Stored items
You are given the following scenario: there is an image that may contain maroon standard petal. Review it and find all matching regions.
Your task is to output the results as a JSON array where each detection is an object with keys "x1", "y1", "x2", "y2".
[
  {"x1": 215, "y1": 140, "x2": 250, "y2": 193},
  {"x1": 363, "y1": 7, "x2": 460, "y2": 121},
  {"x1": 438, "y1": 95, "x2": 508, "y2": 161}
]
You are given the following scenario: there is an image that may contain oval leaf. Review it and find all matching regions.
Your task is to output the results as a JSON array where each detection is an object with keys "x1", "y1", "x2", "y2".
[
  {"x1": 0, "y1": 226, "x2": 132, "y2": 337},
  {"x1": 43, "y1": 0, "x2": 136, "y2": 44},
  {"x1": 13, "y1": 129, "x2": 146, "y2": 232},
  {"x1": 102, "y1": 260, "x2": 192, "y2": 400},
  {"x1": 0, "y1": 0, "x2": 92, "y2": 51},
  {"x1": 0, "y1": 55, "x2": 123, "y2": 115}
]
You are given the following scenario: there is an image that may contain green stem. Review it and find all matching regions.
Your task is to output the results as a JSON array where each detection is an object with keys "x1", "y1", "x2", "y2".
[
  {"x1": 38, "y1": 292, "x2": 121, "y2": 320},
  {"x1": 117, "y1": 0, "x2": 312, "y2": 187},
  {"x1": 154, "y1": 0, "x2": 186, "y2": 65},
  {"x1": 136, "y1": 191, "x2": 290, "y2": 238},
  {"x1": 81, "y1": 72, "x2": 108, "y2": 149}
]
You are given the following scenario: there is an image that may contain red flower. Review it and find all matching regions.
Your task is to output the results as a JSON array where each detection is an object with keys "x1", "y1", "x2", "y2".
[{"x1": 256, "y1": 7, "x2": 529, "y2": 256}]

• [What is needed]
Reproduce the lines starting with the one that contains "flower. Review it and find all matching regions." and running through the end of the items, both ends included. Keep the request lines unchanged and rescale every bounding-box coordinate in the answer by 1.1, rounding to whole numbers with halves rounded up.

• [In response]
You are given the following scenario: there is an image that may contain red flower. Review it and find all matching regions.
Your task is to output the results as a JSON array where each detection is an object with keys "x1", "y1", "x2", "y2".
[{"x1": 282, "y1": 8, "x2": 582, "y2": 282}]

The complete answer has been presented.